## TASK BRIEF
Give again, word for word, only the lines from the one containing "Where can you spot the neighboring gray" through the final line.

## GIVEN DATA
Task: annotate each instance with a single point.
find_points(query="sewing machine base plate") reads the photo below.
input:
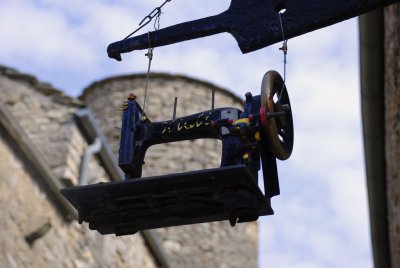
(125, 207)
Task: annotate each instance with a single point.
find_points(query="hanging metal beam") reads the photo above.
(254, 23)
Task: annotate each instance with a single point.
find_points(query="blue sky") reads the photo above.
(321, 216)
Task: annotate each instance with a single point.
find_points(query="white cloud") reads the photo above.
(321, 215)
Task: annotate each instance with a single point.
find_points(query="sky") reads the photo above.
(321, 216)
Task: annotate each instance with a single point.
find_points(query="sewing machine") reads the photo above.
(263, 130)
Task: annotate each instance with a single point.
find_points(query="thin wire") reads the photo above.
(150, 56)
(284, 49)
(146, 20)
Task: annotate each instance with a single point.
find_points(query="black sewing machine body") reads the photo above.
(229, 192)
(230, 125)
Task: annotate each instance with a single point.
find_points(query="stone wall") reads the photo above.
(214, 244)
(392, 123)
(27, 206)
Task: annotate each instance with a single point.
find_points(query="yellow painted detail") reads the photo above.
(242, 120)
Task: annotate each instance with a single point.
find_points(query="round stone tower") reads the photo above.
(214, 244)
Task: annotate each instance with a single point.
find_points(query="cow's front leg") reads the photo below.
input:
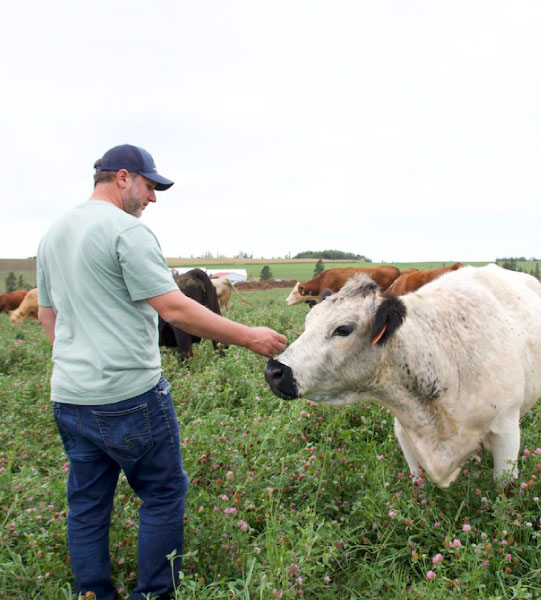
(504, 443)
(407, 450)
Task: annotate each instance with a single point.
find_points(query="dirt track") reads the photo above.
(264, 285)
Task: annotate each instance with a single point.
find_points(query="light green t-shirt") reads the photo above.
(96, 267)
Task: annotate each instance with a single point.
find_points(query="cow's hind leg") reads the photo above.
(504, 444)
(407, 450)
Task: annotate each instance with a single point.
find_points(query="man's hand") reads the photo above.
(266, 341)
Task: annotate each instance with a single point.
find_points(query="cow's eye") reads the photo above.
(343, 330)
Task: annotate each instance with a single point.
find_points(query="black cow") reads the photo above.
(196, 285)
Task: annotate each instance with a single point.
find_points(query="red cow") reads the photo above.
(410, 282)
(334, 279)
(11, 300)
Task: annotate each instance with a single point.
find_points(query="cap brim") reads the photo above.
(162, 183)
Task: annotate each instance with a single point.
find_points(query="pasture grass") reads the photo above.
(287, 499)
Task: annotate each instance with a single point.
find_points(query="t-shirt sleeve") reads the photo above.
(43, 287)
(143, 265)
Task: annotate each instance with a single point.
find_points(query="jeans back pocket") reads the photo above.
(127, 434)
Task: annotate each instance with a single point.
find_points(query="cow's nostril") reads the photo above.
(273, 372)
(280, 379)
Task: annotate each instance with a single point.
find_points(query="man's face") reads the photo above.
(138, 193)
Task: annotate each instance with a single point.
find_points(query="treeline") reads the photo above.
(511, 263)
(332, 255)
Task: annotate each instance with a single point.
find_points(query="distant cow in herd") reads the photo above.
(457, 363)
(197, 285)
(27, 308)
(11, 300)
(334, 279)
(409, 282)
(390, 279)
(224, 287)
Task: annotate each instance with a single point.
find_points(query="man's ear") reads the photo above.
(121, 177)
(389, 316)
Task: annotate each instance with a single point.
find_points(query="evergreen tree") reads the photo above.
(266, 274)
(11, 282)
(318, 268)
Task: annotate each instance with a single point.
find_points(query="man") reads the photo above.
(102, 281)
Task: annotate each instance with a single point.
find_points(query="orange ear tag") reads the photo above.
(378, 337)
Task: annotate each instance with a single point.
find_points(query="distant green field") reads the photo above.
(300, 269)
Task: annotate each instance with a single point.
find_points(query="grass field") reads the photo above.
(287, 499)
(302, 270)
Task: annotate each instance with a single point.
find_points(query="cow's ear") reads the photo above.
(389, 316)
(326, 293)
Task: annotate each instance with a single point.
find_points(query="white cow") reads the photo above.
(223, 287)
(457, 363)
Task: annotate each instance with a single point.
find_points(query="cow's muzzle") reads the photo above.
(281, 380)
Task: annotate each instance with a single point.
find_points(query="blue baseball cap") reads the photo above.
(134, 160)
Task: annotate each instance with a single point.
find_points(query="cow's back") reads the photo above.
(498, 323)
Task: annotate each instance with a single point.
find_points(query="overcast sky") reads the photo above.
(403, 131)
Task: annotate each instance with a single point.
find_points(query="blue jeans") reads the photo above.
(140, 436)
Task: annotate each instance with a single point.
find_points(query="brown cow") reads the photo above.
(11, 300)
(410, 282)
(334, 279)
(27, 308)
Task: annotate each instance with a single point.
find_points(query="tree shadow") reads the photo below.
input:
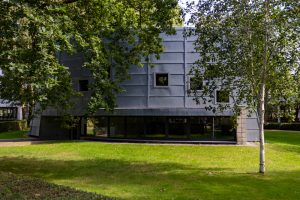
(164, 180)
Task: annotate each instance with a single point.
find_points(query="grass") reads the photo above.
(21, 187)
(141, 171)
(13, 135)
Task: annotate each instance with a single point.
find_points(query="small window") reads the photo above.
(222, 96)
(83, 85)
(161, 79)
(213, 58)
(196, 83)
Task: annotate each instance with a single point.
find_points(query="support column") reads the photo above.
(241, 130)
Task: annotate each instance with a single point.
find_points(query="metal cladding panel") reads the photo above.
(177, 91)
(190, 48)
(168, 58)
(252, 124)
(174, 80)
(192, 57)
(173, 46)
(133, 90)
(166, 102)
(131, 102)
(191, 103)
(177, 37)
(252, 135)
(168, 68)
(138, 70)
(136, 79)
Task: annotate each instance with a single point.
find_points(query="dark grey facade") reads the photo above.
(158, 92)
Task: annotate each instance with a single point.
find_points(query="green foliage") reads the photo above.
(112, 35)
(13, 125)
(31, 35)
(246, 37)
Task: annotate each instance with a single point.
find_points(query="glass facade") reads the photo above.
(171, 128)
(8, 113)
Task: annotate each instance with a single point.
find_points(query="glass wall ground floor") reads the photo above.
(172, 128)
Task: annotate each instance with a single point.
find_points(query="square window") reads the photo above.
(222, 96)
(161, 79)
(196, 83)
(83, 85)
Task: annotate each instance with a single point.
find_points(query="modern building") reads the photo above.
(156, 103)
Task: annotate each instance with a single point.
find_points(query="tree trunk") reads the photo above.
(262, 167)
(261, 128)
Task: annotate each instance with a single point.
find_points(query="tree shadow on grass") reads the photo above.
(165, 180)
(285, 141)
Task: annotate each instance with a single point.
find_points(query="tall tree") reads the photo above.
(112, 35)
(255, 45)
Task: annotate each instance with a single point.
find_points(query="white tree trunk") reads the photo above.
(262, 167)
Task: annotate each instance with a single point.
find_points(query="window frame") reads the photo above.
(161, 86)
(216, 97)
(79, 87)
(189, 83)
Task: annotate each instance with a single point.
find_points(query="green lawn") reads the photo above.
(140, 171)
(13, 135)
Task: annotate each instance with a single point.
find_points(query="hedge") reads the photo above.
(13, 125)
(283, 126)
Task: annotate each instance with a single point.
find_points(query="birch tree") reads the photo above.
(256, 44)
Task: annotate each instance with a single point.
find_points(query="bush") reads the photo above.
(19, 125)
(283, 126)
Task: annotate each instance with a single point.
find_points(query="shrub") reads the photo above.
(283, 126)
(19, 125)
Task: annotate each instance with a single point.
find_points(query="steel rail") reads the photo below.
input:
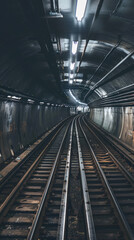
(114, 141)
(64, 200)
(116, 161)
(103, 80)
(11, 197)
(91, 235)
(49, 134)
(120, 215)
(34, 230)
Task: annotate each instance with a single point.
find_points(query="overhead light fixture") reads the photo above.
(71, 81)
(72, 66)
(80, 9)
(71, 75)
(74, 47)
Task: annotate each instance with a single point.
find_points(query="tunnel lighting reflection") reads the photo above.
(14, 97)
(30, 101)
(74, 47)
(80, 9)
(76, 99)
(71, 81)
(72, 66)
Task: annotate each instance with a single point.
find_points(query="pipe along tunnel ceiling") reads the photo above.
(36, 51)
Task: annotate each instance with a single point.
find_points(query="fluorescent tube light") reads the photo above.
(71, 75)
(71, 81)
(74, 47)
(80, 9)
(72, 66)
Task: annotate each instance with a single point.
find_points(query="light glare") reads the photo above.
(80, 9)
(72, 66)
(74, 47)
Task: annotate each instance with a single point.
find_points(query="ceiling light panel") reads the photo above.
(80, 9)
(74, 47)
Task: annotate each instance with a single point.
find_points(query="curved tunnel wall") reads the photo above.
(118, 121)
(21, 124)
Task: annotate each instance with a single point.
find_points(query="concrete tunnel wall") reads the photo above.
(21, 124)
(118, 121)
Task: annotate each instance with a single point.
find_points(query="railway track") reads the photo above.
(123, 153)
(18, 210)
(118, 183)
(74, 189)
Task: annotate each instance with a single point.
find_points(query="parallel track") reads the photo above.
(118, 182)
(39, 205)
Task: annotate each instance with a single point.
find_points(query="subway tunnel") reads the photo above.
(67, 68)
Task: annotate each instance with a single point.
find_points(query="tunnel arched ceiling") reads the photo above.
(36, 43)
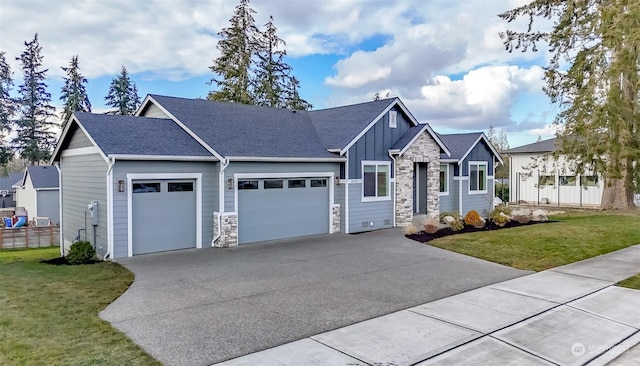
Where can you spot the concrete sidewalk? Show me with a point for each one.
(569, 315)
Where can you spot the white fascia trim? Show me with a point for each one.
(329, 175)
(64, 135)
(150, 99)
(285, 160)
(162, 157)
(163, 176)
(80, 151)
(373, 122)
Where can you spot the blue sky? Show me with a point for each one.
(444, 59)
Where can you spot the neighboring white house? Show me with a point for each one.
(38, 192)
(550, 181)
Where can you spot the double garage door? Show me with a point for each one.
(164, 215)
(276, 208)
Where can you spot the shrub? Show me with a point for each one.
(472, 218)
(431, 226)
(81, 252)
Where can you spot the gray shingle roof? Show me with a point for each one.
(338, 126)
(408, 136)
(458, 144)
(128, 135)
(536, 147)
(239, 130)
(43, 176)
(7, 183)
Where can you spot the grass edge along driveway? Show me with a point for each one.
(49, 314)
(575, 236)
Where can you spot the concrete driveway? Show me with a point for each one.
(198, 307)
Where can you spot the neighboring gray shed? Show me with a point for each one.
(38, 192)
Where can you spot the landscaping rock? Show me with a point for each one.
(539, 215)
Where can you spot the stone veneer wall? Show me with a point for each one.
(335, 218)
(423, 150)
(229, 232)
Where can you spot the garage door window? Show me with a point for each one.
(318, 183)
(146, 187)
(297, 183)
(180, 187)
(273, 183)
(247, 184)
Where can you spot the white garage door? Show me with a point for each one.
(164, 215)
(282, 208)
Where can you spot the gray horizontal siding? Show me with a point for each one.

## ANSWER TO THIS TASK
Where can you spot the neighboring gray shed? Show me with a point for each one.
(38, 192)
Where can you spot the landscaping rock? Show me with a point for each one.
(539, 215)
Where can you spot the stone veneer wall? Show me with a point for each one.
(335, 218)
(423, 150)
(229, 232)
Where can you spot the garage door window? Show me with a point for each one.
(318, 183)
(146, 187)
(297, 183)
(180, 187)
(273, 183)
(247, 184)
Where can you spot the white garage door? Show me with a point for each one.
(164, 215)
(282, 208)
Where can you spot the gray horizontal siding? Show me with a point for each one.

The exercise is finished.